** PROMPT **
Quote the whole planting-day passage below word for word, from its first line to its last.

** STUDY TEXT **
*** Begin section ***
June 1st. The first day after the average last frost period for Barnet, Vermont. Dave will be planting his tomatoes, and I will be helping. I arrived yesterday to stay with Dave at a goat farm. He isn’t milking goats, but he’s in charge of the vegetable garden for himself and the goat farmer, Ted. Dave’s thoughts wax agrarian this time of year. His head is in a book, The Vegetable Gardener’s Bible by Edward C. Smith. He tells me about an idea for a shirt that involves a silkscreen impression of Ed’s smiling face.

“I think around here, people would recognize who it is.”

 

(In case it isn’t clear, I am not in Canada, on my originally planned route. I am making my way through Vermont, coming from the White Mountains in New Hampshire. Barnet is just south of St. Johnsbury, in Caledonia County, part of Vermont’s Northeast Kingdom.)
*** End section ***
(Collected data)
*** Begin section ***
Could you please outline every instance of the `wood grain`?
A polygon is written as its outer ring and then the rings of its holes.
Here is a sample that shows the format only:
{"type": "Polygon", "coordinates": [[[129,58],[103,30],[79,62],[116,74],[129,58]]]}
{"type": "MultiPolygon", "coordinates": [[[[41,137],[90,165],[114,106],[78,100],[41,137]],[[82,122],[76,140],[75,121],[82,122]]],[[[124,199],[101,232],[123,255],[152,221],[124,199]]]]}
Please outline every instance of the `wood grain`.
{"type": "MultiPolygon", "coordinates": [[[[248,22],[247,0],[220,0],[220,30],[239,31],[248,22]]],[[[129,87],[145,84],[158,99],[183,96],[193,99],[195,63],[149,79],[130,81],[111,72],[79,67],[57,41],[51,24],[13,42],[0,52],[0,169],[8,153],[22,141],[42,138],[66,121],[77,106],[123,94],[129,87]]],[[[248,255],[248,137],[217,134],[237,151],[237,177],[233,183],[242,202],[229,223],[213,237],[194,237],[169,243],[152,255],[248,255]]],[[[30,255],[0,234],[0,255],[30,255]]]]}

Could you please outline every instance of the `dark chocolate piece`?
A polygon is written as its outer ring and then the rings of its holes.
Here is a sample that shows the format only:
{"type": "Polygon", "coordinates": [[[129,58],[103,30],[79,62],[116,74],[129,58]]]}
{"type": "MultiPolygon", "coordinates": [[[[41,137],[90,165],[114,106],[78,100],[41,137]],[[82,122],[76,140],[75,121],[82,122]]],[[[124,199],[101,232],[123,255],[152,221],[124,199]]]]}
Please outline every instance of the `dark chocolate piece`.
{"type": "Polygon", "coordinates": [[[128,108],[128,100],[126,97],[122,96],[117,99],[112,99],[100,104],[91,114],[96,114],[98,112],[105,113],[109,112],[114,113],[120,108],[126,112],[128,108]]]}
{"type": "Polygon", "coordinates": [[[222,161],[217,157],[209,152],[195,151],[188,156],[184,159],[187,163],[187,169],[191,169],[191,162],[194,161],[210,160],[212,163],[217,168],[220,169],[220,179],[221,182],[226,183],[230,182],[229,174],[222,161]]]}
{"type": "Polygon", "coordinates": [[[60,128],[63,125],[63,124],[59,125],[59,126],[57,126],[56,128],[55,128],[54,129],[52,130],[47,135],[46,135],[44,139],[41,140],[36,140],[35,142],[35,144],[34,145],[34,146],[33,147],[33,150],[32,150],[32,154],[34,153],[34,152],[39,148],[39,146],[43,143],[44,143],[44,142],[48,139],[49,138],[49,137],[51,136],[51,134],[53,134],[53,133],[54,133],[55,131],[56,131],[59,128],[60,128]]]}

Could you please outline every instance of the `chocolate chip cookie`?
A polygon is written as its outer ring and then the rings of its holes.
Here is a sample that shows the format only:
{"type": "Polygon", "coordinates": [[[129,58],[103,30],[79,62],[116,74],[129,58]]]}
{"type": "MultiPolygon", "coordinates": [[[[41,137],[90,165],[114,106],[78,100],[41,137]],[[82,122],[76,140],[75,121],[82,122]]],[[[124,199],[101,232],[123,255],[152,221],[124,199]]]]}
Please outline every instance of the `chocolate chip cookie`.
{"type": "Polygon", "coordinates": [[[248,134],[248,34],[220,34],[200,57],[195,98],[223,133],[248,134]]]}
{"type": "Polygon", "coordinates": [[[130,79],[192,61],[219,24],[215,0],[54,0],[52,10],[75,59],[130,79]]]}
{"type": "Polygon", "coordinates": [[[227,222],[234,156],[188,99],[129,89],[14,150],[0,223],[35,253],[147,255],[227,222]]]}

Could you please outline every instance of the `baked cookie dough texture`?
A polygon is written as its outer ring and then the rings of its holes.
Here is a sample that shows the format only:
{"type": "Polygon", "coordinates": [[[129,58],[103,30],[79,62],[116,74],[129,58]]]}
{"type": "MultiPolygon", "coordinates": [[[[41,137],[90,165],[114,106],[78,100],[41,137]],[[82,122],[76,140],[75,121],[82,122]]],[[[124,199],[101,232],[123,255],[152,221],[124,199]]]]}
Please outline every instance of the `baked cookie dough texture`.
*** End section ***
** OUTPUT **
June 1st. The first day after the average last frost period for Barnet, Vermont. Dave will be planting his tomatoes, and I will be helping. I arrived yesterday to stay with Dave at a goat farm. He isn’t milking goats, but he’s in charge of the vegetable garden for himself and the goat farmer, Ted. Dave’s thoughts wax agrarian this time of year. His head is in a book, The Vegetable Gardener’s Bible by Edward C. Smith. He tells me about an idea for a shirt that involves a silkscreen impression of Ed’s smiling face.

“I think around here, people would recognize who it is.”

 

(In case it isn’t clear, I am not in Canada, on my originally planned route. I am making my way through Vermont, coming from the White Mountains in New Hampshire. Barnet is just south of St. Johnsbury, in Caledonia County, part of Vermont’s Northeast Kingdom.)